- Text provided
*** Begin section ***

I read an interesting piece in the Sunday NY Times by James Wagner, "Can Sports Heal the Country? Some Have Second Opinions." It quotes KJ Kearney, a former college football player in Charleston, SC, "...there's a difference between wanting to be entertained and claiming that entertainment is somehow healing or closing up a fissure. ....We need to do a better job of distinguishing the obvious from the important. The obvious is that we're bored and would like to watch sports. The important is making sure everyone is safe."
https://www.nytimes.com/2020/05/16/sports/baseball/coronavirus-sports-comeback.html

I've been thinking on this - the fact that I haven't been able to see baseball doesn't mean I will rush back to some bastardized, politicized version of it. I have been able to survive without, I can continue to do so. As time passes, I feel my interest growing less. I don't even bother to read the bits about what FZ has to say about some third-string wannabe anymore. Of course, part of this is my expectation that the Giants will totally suck this year were they to play. But not all of it. So what I'm saying is - go ahead, bag the season. I don't care. Play next year when you aren't fighting over how much of a pay cut players will have to take to get on the field and assume all the risks (along with the support staff).

M.C. O'Connor said...

Yeah it will be hard to follow games that have no audience and are played without the usual joy and goofiness (like team-wide hugs and high-fives after a homer). I mean, it is supposed to be FUN. And that's it--we follow baseball for fun. It is not NECESSARY. It will be hard to have fun if we are in the throes of a pandemic. I hope hope hope hope hope that we will be able to travel, gather, party, and do other fun things this summer. That would be the best outcome, obviously. Just seems like too much uncertainty right now and baseball kind of pales in importance.

I'm sure the NFL will take the "we have to heal the nation" approach. Sunday football TV parties are pretty close to a secular religion in this country. I expect an onslaught of NFL ads showing us all being great again in approved activewear. I suspect they will be the first outfit to stuff stadiums with fans. I hope it works! We've been hearing a lot about the virus popping up again if we "open too soon" and the arguments seem pretty solid. I mean, I won't be surprised if we get that "second wave" but I sure as hell hope we don't!

Yes, I expect the Giants will or would have sucked in 2020. Hey man, been down that road before. Plenty of shitty teams in my fan history, that's not going to stop me. I was excited about the future and the development of new talent and the whole re-working of the team. I really was intrigued by the process and intensely curious about how the thing would play out and how long it would take to bring enough talent in to compete again. It's damn near impossible to be interested in that stuff now!

El said...

*** End section ***

- Exercise data
*** Begin section ***

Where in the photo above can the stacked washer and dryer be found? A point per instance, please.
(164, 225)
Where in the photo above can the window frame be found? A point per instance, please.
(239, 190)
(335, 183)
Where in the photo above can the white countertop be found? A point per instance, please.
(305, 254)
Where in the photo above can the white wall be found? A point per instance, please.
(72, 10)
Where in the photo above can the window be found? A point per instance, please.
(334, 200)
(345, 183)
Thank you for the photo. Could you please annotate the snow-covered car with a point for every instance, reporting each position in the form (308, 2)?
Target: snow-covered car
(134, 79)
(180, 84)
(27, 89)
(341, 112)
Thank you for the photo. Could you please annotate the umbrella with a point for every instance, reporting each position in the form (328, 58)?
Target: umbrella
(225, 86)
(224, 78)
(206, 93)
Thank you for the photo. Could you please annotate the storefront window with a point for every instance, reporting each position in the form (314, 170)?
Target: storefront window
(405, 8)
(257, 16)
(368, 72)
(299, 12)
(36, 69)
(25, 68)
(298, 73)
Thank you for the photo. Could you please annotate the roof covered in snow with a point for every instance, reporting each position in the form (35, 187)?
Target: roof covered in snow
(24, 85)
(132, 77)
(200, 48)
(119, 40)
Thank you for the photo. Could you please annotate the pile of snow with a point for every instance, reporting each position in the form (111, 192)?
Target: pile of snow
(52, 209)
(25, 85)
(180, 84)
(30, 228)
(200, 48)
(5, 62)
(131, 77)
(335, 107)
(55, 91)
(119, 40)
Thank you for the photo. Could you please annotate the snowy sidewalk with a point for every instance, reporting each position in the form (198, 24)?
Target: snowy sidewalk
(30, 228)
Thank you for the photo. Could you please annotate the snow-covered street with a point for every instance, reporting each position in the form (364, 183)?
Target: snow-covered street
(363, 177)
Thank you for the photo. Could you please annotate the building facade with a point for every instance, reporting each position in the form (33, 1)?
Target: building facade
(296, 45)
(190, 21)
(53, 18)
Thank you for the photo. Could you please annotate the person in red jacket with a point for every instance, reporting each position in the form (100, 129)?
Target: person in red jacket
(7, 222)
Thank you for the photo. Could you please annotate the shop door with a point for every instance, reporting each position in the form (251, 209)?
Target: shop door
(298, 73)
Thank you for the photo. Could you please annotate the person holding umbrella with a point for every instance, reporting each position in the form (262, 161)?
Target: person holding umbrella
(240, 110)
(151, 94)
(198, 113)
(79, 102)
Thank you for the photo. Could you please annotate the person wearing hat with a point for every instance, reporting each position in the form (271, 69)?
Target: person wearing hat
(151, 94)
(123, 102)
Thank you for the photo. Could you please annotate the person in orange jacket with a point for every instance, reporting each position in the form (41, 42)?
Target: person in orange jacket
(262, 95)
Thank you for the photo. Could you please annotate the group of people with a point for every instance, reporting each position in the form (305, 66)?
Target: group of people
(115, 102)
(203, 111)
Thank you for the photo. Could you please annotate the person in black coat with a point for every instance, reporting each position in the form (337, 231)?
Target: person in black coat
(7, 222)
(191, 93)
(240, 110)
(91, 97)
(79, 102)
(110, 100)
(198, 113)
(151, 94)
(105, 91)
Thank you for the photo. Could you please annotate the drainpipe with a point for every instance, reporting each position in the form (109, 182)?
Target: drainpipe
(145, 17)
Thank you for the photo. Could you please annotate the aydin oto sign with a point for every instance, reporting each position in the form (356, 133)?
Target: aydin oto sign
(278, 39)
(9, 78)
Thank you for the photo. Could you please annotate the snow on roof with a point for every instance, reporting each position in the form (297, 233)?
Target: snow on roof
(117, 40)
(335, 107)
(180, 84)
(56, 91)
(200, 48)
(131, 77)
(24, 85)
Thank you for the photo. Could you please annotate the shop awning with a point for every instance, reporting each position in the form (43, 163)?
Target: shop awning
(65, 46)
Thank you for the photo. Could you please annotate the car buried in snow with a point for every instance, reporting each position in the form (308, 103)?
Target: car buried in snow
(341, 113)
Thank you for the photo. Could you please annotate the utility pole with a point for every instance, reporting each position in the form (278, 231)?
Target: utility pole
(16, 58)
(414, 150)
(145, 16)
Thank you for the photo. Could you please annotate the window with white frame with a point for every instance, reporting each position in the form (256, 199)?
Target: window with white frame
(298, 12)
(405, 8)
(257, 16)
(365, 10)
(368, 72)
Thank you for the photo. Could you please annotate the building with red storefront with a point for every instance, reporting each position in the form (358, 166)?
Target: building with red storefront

*** End section ***

- Task instructions
a. Decide whether each statement agrees with the text on baseball and the pandemic. Answer yes or no for each, quoting the deciding words of the text exactly.
(i) The NY Times piece quotes a former college football player in Charleston, SC.
(ii) The first writer feels their interest in baseball growing as time passes.
(iii) M.C. O'Connor expects the NFL to be the last outfit to fill stadiums with fans.
b. Please extend the text on baseball and the pandemic, starting right after the point where it stops.
Nothing in the entries is needed here.

- Solved problems
a.
(i) Yes: "It quotes KJ Kearney, a former college football player in Charleston, SC"
(ii) No: "As time passes, I feel my interest growing less."
(iii) No: "I suspect they will be the first outfit to stuff stadiums with fans."

b.
They are trying to force things through that they wanted anyway and using the coronavirus stoppage as a leveraging tool.

Exactly so.

For anyone interested in the history that confirms this, and details the institutional memory that informs this iteration of the players v owners over 150 years, please read:

Lords of the Realm by John Helyer

Short version is that:
The owners lie to the public, to the players union, and - most importantly - to each other.
The players have come out ahead every time since the beginning of free agency because they stand together and have each others backs, while the owners stab each other in theirs.

Terrific writing, hilarious anecdotes, just a great book for anyone who likes baseball.

M.C. O'Connor said...

I'm not so sure the players are in that same place now. The owners "won" the last round of negotiations as the players have made no progress on free agency and service time. The players share of the league's revenue has dropped as well.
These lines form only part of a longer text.